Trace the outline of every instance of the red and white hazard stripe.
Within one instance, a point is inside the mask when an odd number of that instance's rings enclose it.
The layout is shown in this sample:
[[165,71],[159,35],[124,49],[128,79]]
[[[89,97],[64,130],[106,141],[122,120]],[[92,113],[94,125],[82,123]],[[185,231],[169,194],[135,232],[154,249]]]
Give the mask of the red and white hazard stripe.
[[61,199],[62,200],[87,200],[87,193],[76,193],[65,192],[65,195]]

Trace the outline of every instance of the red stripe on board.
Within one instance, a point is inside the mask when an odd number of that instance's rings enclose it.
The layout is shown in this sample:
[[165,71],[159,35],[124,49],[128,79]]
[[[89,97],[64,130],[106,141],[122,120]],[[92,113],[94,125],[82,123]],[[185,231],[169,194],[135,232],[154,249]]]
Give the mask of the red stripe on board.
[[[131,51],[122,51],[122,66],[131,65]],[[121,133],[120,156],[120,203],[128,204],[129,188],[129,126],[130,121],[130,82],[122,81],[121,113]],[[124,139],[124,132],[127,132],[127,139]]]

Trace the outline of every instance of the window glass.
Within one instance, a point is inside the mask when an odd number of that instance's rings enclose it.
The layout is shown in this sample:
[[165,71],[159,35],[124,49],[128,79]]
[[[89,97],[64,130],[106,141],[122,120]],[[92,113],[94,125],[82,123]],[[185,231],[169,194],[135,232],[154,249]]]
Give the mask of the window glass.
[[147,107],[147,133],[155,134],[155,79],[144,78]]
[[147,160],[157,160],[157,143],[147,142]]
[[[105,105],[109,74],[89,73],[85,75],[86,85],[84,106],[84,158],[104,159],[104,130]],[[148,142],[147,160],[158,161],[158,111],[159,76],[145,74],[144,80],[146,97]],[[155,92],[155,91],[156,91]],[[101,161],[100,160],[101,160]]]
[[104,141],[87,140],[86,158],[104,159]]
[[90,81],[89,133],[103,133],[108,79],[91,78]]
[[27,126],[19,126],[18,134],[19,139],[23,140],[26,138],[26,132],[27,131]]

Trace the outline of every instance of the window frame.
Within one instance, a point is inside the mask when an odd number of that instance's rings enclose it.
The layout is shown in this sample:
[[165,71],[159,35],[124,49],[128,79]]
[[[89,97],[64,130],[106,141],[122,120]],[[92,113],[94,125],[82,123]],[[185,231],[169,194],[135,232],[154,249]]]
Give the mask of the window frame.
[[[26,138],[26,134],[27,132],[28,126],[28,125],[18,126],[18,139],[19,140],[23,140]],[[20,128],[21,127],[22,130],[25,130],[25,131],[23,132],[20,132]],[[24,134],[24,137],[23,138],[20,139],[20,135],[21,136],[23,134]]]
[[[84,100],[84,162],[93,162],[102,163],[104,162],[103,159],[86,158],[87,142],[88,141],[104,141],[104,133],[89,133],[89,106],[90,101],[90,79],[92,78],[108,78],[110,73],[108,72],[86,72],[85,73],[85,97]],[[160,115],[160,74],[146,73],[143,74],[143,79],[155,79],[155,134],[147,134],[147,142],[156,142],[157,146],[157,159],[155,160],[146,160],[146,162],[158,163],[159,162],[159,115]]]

● **What you have to do**: Present every line of the material above as a numbered list, omitting the blank lines.

● **Correct result**:
1. Trace the outline of every instance of the red and white hazard stripe.
2. Within one instance, a point is inside the mask when an odd number of that instance's rings enclose it.
3. The layout is shown in this sample:
4. [[165,71],[159,35],[124,49],[128,79]]
5. [[[89,97],[64,130],[106,141],[122,120]],[[92,113],[94,125],[82,123]],[[185,231],[169,194],[135,232],[154,249]]]
6. Give the mask of the red and white hazard stripe.
7. [[61,199],[62,200],[87,200],[87,193],[76,193],[65,192],[65,195]]
8. Trace the outline of every instance of the red stripe on board.
9. Within one instance, a point is inside the mask when an odd number of that instance's rings enclose it.
10. The layout is shown in this sample:
11. [[165,71],[159,35],[124,49],[128,79]]
12. [[[89,97],[64,130],[106,141],[122,120]],[[92,113],[94,125],[82,123]],[[185,231],[169,194],[135,232],[154,249]]]
13. Give the mask of the red stripe on board.
14. [[[131,51],[122,51],[122,66],[131,65]],[[121,133],[120,156],[120,203],[128,204],[129,188],[129,126],[130,121],[130,82],[122,81],[121,113]],[[124,139],[124,132],[127,132],[127,139]]]
15. Trace the outline of every instance of the window glass.
16. Within one instance, a point is inside the mask when an odd number of that instance's rings enclose it.
17. The layout is shown in this sample:
18. [[165,71],[159,35],[124,49],[128,79]]
19. [[[89,97],[64,130],[106,141],[122,120]],[[92,113],[94,125],[82,123]],[[185,231],[169,194],[135,232],[154,249]]]
20. Give the mask of the window glass.
21. [[147,107],[147,133],[155,134],[155,79],[144,78]]
22. [[147,160],[157,160],[157,143],[147,142]]
23. [[[105,105],[109,74],[89,73],[85,75],[86,85],[84,106],[84,158],[104,159],[104,130]],[[148,142],[147,160],[158,161],[158,111],[159,76],[145,74],[144,80],[146,97]],[[155,92],[155,91],[156,91]],[[101,161],[100,160],[101,160]]]
24. [[104,141],[87,140],[86,158],[104,159]]
25. [[90,81],[89,133],[103,133],[108,79],[91,78]]
26. [[27,126],[19,126],[18,134],[19,139],[23,140],[26,138],[26,132],[27,131]]
27. Trace the outline of every instance of the window frame.
28. Within one instance, a point is inside the mask when an odd number of that instance's rings enclose it.
29. The layout is shown in this sample:
30. [[165,71],[159,35],[124,49],[128,79]]
31. [[[89,97],[64,130],[106,141],[122,120]],[[92,113],[94,125],[82,123]],[[185,231],[169,194],[135,232],[154,249]]]
32. Give the mask of the window frame.
33. [[[26,138],[26,134],[27,132],[28,126],[28,125],[18,126],[18,139],[19,140],[23,140]],[[20,128],[21,127],[22,130],[25,130],[25,131],[23,132],[20,132]],[[24,134],[24,137],[23,138],[20,139],[20,135],[21,136],[23,134]]]
34. [[[84,100],[84,162],[93,162],[102,163],[104,162],[103,159],[86,158],[87,142],[88,141],[104,141],[104,133],[89,133],[89,106],[90,101],[90,79],[92,78],[108,78],[110,73],[108,72],[86,72],[85,73],[85,97]],[[160,115],[160,74],[146,73],[143,74],[143,79],[155,79],[155,134],[147,134],[147,142],[156,142],[157,146],[157,159],[155,160],[146,160],[146,162],[158,163],[159,162],[159,115]]]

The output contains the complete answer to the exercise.